-- start of TEXT EXTRACT --

A tracker device which sends GPRS telemetry has EMI issues. The original design had the antenna connected straight to the "ANT" pin of the GPRS chip. When a "0R" resistor on the feedline path was replaced with a 1pF capacitor, the EMI issues disappeared, and I'm wondering why - is a DC-blocking capacitor actually required?

Background

I've "inherited" a GPS-tracker GPRS-telemetry type of device, which I wrote some extra software for.

The device collects data from an accelerometer, magnetometer, GPS, and records audio. Data is stored on a SD card. Also, twice per minute, an aggregated packet of telemetry is sent over the GPRS link to a server in a fire-and-forget style (UDP).

The hardware design of the device is not stellar, but looks good enough. The GPRS chip (ublox Sara G350) is mounted on a separate 2-layer PCB with a lot of ground plane on both sides, heavily stitched. The GPRS antenna feedline is short and is a coplanar waveguide with ground, correctly dimensioned for 50Ω impedance. There's more than enough bypass capacitance on the GPRS chip VCC, my only gripe is that the small nF/pF caps could have been closer to the VCC pins.

-- end of TEXT EXTRACT --
-- start of PROVIDED DATA --

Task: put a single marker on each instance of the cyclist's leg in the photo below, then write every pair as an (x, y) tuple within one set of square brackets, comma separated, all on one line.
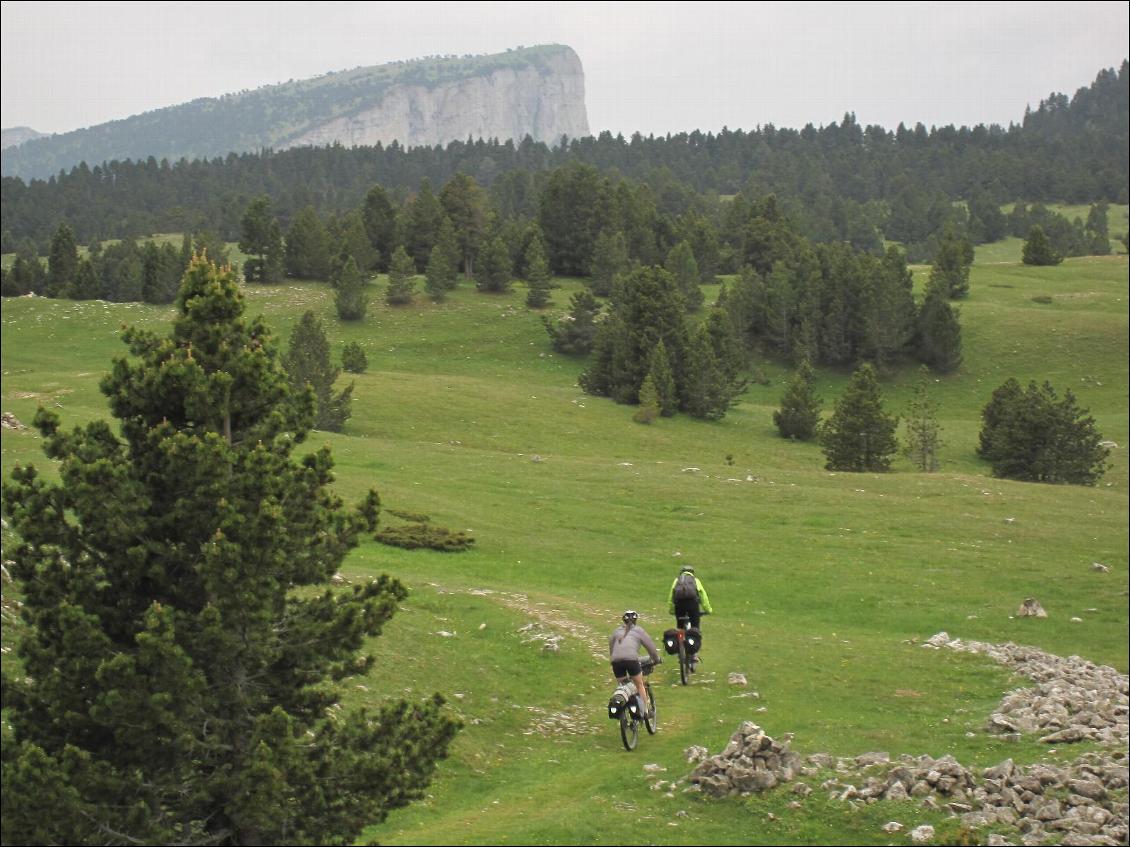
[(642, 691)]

-- end of PROVIDED DATA --
-- start of PROVIDED DATA --

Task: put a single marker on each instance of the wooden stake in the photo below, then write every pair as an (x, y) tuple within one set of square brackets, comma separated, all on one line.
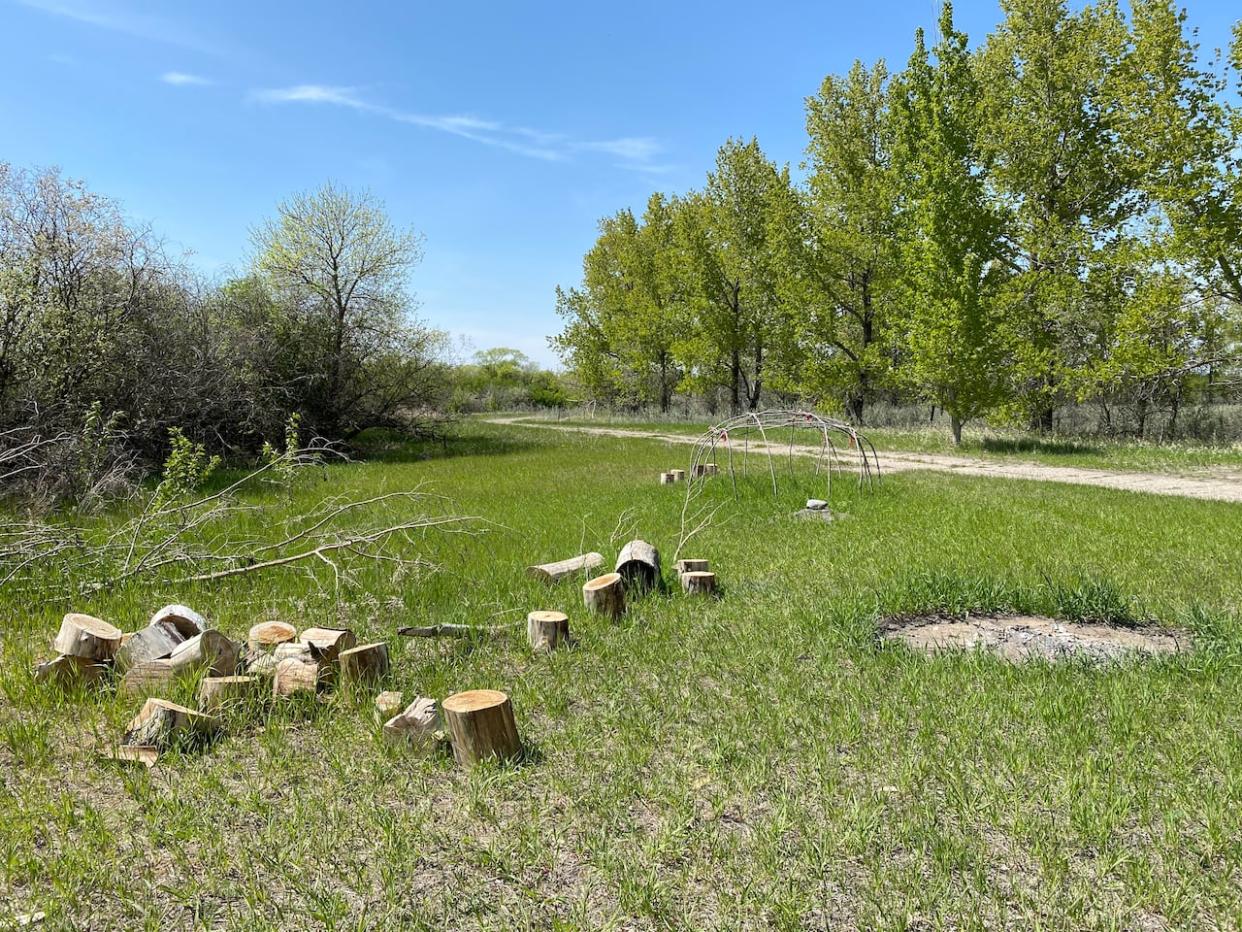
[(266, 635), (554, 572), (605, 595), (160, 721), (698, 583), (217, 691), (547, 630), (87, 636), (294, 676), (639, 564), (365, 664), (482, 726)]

-- end of PROVIDED DATA --

_REQUIREMENTS_:
[a] In the GPRS tracker text, what part replaced the "0R" resistor on the antenna feedline path?
[b] Write the next part of the GPRS tracker text, picking up after its last sentence.

_ANSWERS PER TASK_:
[a] A 1pF capacitor.

[b]
"hiccups"

During testing it was discovered that the device has a latent EMI problem, which was causing instability and corrupted data: when operated in an area with poor network coverage, on each 30-second interval (i.e. coinciding with the GPRS transmit), one can see the following effects:

  • battery voltage dips slightly (which is expected and not EMI-related - just a result of the GPRS chip pulling a lot of power);
  • input power voltage measurement sees phantom voltage spikes of a few millivolts;
  • accelerometer samples contain garbage for a few 10s of ms;
  • the audio chip locks up and requires a reinit (rarely);
  • the main MCU resets without a reason (very rare)

I'm calling these tell-tale signs "hiccups", because they occur spuriously, and everything is otherwise fine in between them.

The core EMI issue might be something related to the I²C bus, as sensors not on the I²C like the GPS seem unaffected. But I'll ask another question for it after I understand it more, as it would be too broad right now.

The devices do not hiccup in my office, but if I take the device and drive it on a mountain road, where the network reception is known to be bad, you can later review the stored telemetry in the SD card and see how the hiccups appear and increase in intensity as the signal gets worse and worse. The GPRS chip also reports RSSI. The hiccups and RSSI are well correlated.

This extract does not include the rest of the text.